İtalyan mutfağı hakkında muhtemelen daha önce hiç duymadığınız ilginç bilgilere geçmeden önce, bu bütün dünyaya nam salmış, sadece gönüllerde değil midelerde de taht kurmuş bu güzelim mutfak hakkında biraz bilgi vermekte fayda var.
İtalyan Mutfağı
İtalyan mutfağı şüphesiz Dünya’nın en çok bilinen ve en çok sevilen mutfaklarından biri. Dünya’nın neresine giderseniz gidin şehrin ara sokaklarında ya da caddelerinde mutlaka bir İtalyan restoranına rastlarsınız. İtalya deyince de zaten akla gelen ilk şeylerdendir İtalyan yemekleri. İtalya’yı gezmeye gidecek biri orada göreceği tarihi ve doğal güzelliklerin yanında mutlaka orada yiyeceği makarna, pizza ya da dondurmanın da hayalini kuruyordur.
İtalyan mutfağının Dünya çapında bu denli rağbet görmesinin başlıca nedenleri kullanılan malzemelerin kaliteli, taze ve sağlıklı olması ve İtalyanların bunları pişirmedeki ustalıklarıdır. Ayrıca ülkede bölgesel ve yöresel sayısız yemek türü var ve bunlar genel olarak basit ve hızlı şekilde pişirilip servis edilir. Temel yiyecek maddelerinden biri olan makarnanın bile birçok çeşidi vardır. İtalyan pizza birçok insanın vazgeçilmezi. Dondurma ya da Gelato ise İtalya’nın Dünya’ya adeta bir armağanı!
İtalyan mutfağı aslında birçok bölgesel mutfağın bir araya gelmesinden oluşuyor. Mesela italya genelinde makarnanın(pasta) hâkimiyeti söz konusu iken Milano’da işler biraz değişir ve pilav(risotto) makarnayla yarışır hale gelir. Kuzeye doğru çıktığınızda karşınıza çıkan enfes elmalı turtalar ise aslında bölgedeki Avusturya etkilerini gösterir. Aşağıda Akdeniz’in en büyük adası olan Sicilya’da deniz ürünlerinin yanı sıra Kuzey Afrika etkileri de görülür. Bu da mutfakta özellikle balık ürünlerinin yanı sıra kuskus ve acı biber gibi Kuzey Afrika spesiyalitelerinin de görülmesini sağlar.

Seçilmiş Veriler:
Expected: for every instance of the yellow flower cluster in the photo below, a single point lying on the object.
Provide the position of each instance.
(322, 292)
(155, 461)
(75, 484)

Alıştırmalar:
**1)** İtalyan mutfağı metninde "İtalyan mutfağının Dünya" sözlerinin geçtiği yerden başlayın ve "adeta bir armağanı!" sözlerinden sonra durun. Bu bölümü harfi harfine aktararak yazın.
**2)** İtalyan mutfağı metnindeki "İtalyan mutfağı şüphesiz Dünya’nın en çok bilinen ve en çok sevilen mutfaklarından biri." cümlesini İngilizceye çevirin.
**3)** Aşağıdaki ifadelerin İtalyan mutfağı metniyle uyuşup uyuşmadığını belirtin. Her biri için evet ya da hayır deyin ve kararı veren sözleri metinden aynen alıntılayın.
(a) Milano'da pilav, makarnayla yarışır hale gelir.
(b) Kuzeydeki elmalı turtalar Kuzey Afrika etkilerini gösterir.
(c) Sicilya, Akdeniz'in en büyük adasıdır.

Yazılı Cevaplar:
**1)**
İtalyan mutfağının Dünya çapında bu denli rağbet görmesinin başlıca nedenleri kullanılan malzemelerin kaliteli, taze ve sağlıklı olması ve İtalyanların bunları pişirmedeki ustalıklarıdır. Ayrıca ülkede bölgesel ve yöresel sayısız yemek türü var ve bunlar genel olarak basit ve hızlı şekilde pişirilip servis edilir. Temel yiyecek maddelerinden biri olan makarnanın bile birçok çeşidi vardır. İtalyan pizza birçok insanın vazgeçilmezi. Dondurma ya da Gelato ise İtalya’nın Dünya’ya adeta bir armağanı!

**2)** Italian cuisine is undoubtedly one of the best-known and most beloved cuisines in the world.

**3)**
(a) Evet: "Milano’da işler biraz değişir ve pilav(risotto) makarnayla yarışır hale gelir"
(b) Hayır: "Kuzeye doğru çıktığınızda karşınıza çıkan enfes elmalı turtalar ise aslında bölgedeki Avusturya etkilerini gösterir"
(c) Evet: "Akdeniz’in en büyük adası olan Sicilya’da"